● **Dataset extract**:

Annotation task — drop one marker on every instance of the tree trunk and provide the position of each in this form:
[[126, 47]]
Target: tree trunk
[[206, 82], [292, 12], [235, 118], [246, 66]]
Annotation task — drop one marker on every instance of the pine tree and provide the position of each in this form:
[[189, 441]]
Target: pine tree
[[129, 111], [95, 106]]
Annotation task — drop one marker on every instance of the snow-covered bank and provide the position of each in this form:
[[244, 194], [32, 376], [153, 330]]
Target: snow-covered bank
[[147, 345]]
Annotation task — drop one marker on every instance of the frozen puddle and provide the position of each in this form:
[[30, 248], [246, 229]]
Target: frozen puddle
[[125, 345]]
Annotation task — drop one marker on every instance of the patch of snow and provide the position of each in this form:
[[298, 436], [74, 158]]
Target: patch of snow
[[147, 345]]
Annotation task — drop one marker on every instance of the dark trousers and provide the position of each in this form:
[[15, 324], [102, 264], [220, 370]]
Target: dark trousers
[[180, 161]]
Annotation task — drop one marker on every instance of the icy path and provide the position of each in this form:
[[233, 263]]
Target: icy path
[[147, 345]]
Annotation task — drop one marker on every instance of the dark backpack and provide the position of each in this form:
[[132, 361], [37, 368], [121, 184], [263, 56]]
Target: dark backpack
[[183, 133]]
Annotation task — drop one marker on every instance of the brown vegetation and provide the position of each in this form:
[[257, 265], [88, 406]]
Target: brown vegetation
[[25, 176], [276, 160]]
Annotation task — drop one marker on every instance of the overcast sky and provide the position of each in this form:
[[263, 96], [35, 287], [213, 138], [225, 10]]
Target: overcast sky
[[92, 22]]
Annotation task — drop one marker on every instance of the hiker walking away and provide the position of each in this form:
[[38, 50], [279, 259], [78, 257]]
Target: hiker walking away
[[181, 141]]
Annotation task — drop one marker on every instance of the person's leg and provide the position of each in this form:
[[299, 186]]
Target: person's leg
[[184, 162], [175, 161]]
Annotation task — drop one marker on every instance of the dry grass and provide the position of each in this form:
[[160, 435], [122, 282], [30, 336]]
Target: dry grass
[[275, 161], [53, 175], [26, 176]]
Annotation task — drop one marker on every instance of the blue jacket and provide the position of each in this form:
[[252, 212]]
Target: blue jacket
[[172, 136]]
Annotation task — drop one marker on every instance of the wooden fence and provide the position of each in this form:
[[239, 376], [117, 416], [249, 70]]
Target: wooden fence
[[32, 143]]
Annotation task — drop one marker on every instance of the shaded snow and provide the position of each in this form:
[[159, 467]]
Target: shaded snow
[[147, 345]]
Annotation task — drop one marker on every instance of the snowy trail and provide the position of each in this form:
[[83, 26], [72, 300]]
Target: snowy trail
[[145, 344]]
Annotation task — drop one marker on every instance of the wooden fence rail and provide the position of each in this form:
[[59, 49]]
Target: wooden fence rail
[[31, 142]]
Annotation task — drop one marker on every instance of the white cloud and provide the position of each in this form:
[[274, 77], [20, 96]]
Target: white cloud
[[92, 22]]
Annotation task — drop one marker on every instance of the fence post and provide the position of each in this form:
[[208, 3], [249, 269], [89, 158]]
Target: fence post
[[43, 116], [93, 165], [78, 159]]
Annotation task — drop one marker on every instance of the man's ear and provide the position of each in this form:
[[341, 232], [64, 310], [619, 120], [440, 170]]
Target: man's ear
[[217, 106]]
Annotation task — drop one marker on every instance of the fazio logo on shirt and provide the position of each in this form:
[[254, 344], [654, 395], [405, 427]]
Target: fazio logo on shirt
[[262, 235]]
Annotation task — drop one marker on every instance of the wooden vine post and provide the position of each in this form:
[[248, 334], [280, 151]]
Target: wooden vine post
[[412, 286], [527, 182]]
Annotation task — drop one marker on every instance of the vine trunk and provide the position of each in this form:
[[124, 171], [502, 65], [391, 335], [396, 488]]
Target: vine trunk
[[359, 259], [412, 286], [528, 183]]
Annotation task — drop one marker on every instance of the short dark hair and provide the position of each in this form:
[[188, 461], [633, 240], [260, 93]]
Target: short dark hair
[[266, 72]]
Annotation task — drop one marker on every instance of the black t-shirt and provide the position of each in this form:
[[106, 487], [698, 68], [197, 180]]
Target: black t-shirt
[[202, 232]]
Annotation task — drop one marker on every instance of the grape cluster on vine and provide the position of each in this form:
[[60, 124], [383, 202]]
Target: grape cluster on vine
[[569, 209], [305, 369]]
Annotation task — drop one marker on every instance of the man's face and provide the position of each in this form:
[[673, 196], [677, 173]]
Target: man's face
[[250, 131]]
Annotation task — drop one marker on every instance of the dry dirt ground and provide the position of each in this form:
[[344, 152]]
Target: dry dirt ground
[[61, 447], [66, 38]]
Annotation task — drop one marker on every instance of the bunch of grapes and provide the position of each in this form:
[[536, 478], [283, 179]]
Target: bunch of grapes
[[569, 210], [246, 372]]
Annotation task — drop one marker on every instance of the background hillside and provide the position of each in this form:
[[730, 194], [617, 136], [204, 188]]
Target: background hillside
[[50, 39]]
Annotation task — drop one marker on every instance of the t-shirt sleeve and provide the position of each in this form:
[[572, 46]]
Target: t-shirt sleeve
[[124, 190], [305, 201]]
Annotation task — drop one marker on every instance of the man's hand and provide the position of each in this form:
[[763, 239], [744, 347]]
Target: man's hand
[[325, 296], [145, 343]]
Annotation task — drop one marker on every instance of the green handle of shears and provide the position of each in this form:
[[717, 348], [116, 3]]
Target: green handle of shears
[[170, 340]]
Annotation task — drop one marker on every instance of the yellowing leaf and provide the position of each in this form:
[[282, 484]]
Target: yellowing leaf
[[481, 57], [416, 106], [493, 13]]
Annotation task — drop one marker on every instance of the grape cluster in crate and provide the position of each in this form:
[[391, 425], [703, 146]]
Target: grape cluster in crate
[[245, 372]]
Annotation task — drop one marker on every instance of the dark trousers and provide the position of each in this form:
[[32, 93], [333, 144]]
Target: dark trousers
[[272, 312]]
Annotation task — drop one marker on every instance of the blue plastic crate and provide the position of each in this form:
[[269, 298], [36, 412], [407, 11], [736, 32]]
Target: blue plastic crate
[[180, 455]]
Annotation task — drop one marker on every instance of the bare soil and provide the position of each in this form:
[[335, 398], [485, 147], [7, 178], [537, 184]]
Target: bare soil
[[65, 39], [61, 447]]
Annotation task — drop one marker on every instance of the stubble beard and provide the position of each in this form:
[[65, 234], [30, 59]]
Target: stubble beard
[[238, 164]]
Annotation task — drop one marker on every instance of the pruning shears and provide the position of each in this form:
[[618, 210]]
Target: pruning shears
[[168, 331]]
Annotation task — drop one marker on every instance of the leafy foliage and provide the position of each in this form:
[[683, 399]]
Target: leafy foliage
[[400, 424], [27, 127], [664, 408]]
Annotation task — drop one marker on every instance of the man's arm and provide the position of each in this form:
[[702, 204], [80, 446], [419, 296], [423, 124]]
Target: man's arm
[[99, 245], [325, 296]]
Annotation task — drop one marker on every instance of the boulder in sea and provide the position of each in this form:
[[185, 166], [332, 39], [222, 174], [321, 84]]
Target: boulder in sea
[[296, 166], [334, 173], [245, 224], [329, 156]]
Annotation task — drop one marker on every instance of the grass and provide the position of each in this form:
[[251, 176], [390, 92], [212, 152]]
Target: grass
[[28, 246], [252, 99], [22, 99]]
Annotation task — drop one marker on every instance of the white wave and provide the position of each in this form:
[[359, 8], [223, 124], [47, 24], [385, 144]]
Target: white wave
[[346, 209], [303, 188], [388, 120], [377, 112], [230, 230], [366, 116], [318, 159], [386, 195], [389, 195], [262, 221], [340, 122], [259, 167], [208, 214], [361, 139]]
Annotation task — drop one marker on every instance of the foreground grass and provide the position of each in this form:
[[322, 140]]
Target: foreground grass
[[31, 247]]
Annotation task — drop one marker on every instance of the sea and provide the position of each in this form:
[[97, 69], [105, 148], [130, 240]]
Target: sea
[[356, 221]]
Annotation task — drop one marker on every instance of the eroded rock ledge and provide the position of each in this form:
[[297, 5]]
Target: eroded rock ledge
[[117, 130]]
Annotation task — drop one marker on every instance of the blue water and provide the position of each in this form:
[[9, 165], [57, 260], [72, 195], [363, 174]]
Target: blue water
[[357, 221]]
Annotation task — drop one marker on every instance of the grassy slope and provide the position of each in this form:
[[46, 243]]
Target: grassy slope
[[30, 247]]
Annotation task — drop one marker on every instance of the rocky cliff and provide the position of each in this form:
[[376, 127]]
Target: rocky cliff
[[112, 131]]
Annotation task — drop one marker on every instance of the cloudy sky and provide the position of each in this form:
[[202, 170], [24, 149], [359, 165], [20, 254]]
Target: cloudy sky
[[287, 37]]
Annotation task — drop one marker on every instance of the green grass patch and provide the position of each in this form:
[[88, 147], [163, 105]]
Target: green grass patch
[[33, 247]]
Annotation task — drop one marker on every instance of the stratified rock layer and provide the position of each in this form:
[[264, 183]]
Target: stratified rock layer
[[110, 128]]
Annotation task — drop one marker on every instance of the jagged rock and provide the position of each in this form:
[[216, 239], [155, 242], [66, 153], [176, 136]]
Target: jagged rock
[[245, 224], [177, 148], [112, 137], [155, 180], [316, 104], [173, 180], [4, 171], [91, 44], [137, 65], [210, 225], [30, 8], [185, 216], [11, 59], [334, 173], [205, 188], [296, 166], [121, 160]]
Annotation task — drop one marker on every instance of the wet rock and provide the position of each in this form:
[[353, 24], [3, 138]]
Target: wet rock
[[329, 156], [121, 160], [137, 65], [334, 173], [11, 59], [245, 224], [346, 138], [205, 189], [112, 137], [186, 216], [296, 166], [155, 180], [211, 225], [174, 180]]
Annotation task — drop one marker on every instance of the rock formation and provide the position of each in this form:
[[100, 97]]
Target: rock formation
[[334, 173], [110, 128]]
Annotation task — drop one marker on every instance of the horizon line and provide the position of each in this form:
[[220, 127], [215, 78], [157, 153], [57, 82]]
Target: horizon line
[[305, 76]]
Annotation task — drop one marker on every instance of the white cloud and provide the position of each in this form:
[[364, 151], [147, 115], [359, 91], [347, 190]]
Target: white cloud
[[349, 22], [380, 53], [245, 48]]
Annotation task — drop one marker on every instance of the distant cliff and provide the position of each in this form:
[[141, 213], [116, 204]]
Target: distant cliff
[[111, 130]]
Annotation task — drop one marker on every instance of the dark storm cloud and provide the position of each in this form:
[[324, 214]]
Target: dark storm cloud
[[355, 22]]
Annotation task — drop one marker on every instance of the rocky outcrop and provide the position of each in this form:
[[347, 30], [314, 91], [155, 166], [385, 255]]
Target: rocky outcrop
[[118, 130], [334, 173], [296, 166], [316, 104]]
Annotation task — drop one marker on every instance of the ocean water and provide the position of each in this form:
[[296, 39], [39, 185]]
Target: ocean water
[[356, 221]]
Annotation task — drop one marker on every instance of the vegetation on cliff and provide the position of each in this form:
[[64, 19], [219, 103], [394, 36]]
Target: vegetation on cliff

● **Required work**: Please rewrite everything in the listing from the line containing "the sea and" down to the line containing "[[112, 131]]", both lines included and the requests kept, scaling each point coordinate in the answers by 1.35 and rounding to whole numbers, with halves rounded up. Leave the numbers in the requests and their format samples unchanged.

● **Finished exercise**:
Annotation task — drop one marker on every instance of the sea and provide the position of each in this form:
[[97, 69], [105, 148], [130, 240]]
Target: sea
[[481, 298]]
Annotation task — drop one marker on every instance of the eroded rock ledge and provide the position of each in this form:
[[297, 5]]
Target: eroded rock ledge
[[158, 176]]
Annotation task — drop one marker on every instance of the blue water and provide the position of each in this form:
[[9, 165], [57, 260], [72, 195], [363, 174]]
Target: blue water
[[482, 298]]
Annotation task — drop one marker on every instance of the grassy slope and provide the position of each in this form:
[[46, 243]]
Target: grassy slope
[[41, 333]]
Annotation task — drop one marker on every instance of the rocky cliff and provide the position of each in this form:
[[376, 127]]
Target: rocky cliff
[[151, 177]]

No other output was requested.